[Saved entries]
++++++++++++++++++++
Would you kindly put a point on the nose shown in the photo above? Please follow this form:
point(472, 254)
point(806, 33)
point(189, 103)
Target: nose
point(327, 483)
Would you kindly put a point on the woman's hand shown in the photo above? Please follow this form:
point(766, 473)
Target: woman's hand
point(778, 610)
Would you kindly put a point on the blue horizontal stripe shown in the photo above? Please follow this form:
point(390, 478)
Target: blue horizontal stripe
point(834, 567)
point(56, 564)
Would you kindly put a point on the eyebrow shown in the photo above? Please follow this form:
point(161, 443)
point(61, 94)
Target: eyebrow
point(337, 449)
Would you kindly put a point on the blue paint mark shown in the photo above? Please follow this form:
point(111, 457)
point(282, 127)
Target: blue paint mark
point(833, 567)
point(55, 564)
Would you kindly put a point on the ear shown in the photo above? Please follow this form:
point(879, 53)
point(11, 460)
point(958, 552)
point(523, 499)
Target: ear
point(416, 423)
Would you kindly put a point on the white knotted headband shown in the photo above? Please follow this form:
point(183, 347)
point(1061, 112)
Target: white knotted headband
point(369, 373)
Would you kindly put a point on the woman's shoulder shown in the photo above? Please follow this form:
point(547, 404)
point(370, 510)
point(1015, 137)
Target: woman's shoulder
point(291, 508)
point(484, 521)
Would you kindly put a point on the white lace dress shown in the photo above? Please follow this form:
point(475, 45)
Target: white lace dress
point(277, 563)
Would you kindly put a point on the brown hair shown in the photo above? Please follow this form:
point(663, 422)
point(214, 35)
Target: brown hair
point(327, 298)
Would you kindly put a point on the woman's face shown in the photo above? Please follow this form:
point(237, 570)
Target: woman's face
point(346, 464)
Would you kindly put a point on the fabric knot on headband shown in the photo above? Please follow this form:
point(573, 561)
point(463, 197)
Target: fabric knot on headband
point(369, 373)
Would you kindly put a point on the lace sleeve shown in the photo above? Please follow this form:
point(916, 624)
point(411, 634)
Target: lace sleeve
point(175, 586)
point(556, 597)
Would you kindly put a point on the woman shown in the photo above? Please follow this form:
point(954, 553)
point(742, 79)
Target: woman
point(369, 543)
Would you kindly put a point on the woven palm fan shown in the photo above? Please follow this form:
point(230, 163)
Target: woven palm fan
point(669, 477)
++++++++++++++++++++
Using the records above, set down exactly the lines from the one with "point(390, 478)" through the one with "point(411, 634)", inclusive, and nothing more.

point(390, 478)
Target: blue horizontal stripe
point(834, 567)
point(56, 564)
Would you kindly put a point on the eyebrow shown in the photo above? Please follow this form:
point(161, 443)
point(61, 94)
Target: eyebrow
point(337, 449)
Would you kindly put a point on the blue paint mark shown in the photo above? Please follow this form:
point(111, 457)
point(282, 127)
Target: blue paint mark
point(833, 567)
point(55, 564)
Would you kindly put a point on the ear shown in the photo above? Please follow this form:
point(879, 53)
point(11, 460)
point(958, 552)
point(523, 499)
Target: ear
point(416, 423)
Would you kindly put a point on the white knotted headband shown in the photo above? Please follow this form:
point(183, 347)
point(1061, 112)
Target: white knotted headband
point(369, 373)
Would you kindly put a point on the woman's shoulder shown in the photo above? Please follow this form:
point(547, 404)
point(370, 510)
point(1015, 137)
Target: woman's shoulder
point(291, 508)
point(484, 521)
Would you kindly put a point on the white lace dress shown in the photo above? Please follow this form:
point(475, 45)
Target: white lace dress
point(277, 563)
Would you kindly put a point on the brown hair shown in the photo above? Please follow this form:
point(663, 422)
point(214, 35)
Target: brown hair
point(327, 298)
Would you kindly put a point on the woman's face shown in the photo above? Please follow this form:
point(237, 570)
Target: woman's face
point(346, 464)
Would you kindly put a point on the fabric knot on headband shown in the photo above? Please follow this form:
point(573, 561)
point(463, 197)
Target: fabric knot on headband
point(369, 373)
Would you kindly put a point on the lace sleeve shown in the photo above? Please follow this form:
point(916, 624)
point(411, 634)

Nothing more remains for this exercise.